• **Tarefas**:
1 – Reproduza, do trecho sobre a prestação de contas da campanha, a parte que se abre com as palavras "Art. 32. Os" e se fecha com "da União (GRU).".
2 – Traduza para o inglês a seguinte frase do trecho sobre a prestação de contas da campanha: "Os recursos de origem não identificada não podem ser utilizados por partidos políticos e candidatos e devem ser transferidos ao Tesouro Nacional por meio de Guia de Recolhimento da União (GRU)."

• **Trecho**:

********************

Tais despesas, portanto, possuem nítida natureza eleitoral, nos moldes do art. 35, § 11, inc. II, als. "a" e "b", da Resolução TSE n. 23.607/19, de sorte que deveriam ter sido lançadas nos demonstrativos contábeis e pagas com recursos arrecadados para o financiamento da campanha, não podendo ser consideradas como gastos de caráter pessoal do candidato, de acordo com o que estabelece o art. 35, § 6º, al. "a", daquele mesmo diploma normativo.

Acrescento que o próprio RECORRENTE afirmou, nas razões recursais, que tais gastos foram quitados com recursos pessoais que não transitaram pela conta bancária específica da campanha, circunstância, aliás, corroborada pela análise dos extratos bancários juntados no ID 30189483, restando, assim, configurada a captação de receita sem identificação de origem, em manifesto prejuízo à atividade fiscalizatória da Justiça Eleitoral.

Nesse cenário, considero que a declaração do fornecedor do combustível (ID 30190983), no sentido de ter havido equívoco de sua parte ao lançar o número do CNPJ da campanha em vez do número do CPF do RECORRENTE, no momento da emissão das notas fiscais, e a justificativa apresentada pelo prestador de que não teria sido viável o cancelamento de tais documentos para fins de correção das informações prestadas à Justiça Eleitoral, como permitido pelo art. 92, § 6º, da Resolução TSE n. 23.607/19, mediante a apresentação de esclarecimentos ao órgão julgador, não podem ser aceitos como elementos probatórios válidos ao saneamento da falha, que tem potencial para macular a transparência e a confiabilidade da demonstração contábil.

Por consequência, o montante de R$ 854,69 deve ser caracterizado como proveniente de origem desconhecida e, obrigatoriamente, transferido ao Tesouro Nacional, consoante dispõe o art. 32, caput e § 1º, inc. VI, da Resolução TSE n. 23.607/19:

Art. 32. Os recursos de origem não identificada não podem ser utilizados por partidos políticos e candidatos e devem ser transferidos ao Tesouro Nacional por meio de Guia de Recolhimento da União (GRU).

********************

• **Trecho da listagem**:
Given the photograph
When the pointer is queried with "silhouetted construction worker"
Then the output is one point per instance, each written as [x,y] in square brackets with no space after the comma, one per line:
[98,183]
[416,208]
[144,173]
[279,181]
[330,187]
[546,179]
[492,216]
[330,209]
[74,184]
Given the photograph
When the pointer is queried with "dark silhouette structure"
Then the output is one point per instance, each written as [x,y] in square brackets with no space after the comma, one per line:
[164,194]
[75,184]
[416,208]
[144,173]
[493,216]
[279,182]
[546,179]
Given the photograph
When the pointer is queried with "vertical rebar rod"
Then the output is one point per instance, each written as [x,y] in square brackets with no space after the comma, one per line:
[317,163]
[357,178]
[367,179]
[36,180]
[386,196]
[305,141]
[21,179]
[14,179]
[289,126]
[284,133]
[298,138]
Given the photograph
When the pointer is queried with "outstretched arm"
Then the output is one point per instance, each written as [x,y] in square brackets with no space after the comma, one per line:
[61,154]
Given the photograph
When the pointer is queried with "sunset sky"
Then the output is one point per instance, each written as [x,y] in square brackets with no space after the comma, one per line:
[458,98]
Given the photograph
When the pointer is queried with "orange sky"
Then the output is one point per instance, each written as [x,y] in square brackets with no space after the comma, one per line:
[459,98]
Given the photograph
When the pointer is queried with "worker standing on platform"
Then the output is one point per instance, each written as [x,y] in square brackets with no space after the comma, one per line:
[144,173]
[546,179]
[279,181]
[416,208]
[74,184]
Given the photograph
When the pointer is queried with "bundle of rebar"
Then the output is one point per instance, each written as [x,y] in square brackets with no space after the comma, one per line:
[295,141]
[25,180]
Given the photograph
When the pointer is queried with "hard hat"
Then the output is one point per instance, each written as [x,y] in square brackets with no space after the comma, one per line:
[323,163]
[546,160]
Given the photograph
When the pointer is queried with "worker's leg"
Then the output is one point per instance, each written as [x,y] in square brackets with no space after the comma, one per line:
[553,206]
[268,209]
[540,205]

********************

• **Respostas esperadas**:
1 –
Art. 32. Os recursos de origem não identificada não podem ser utilizados por partidos políticos e candidatos e devem ser transferidos ao Tesouro Nacional por meio de Guia de Recolhimento da União (GRU).

2 – Funds of unidentified origin may not be used by political parties and candidates and must be transferred to the National Treasury by means of a Federal Government Collection Form (GRU).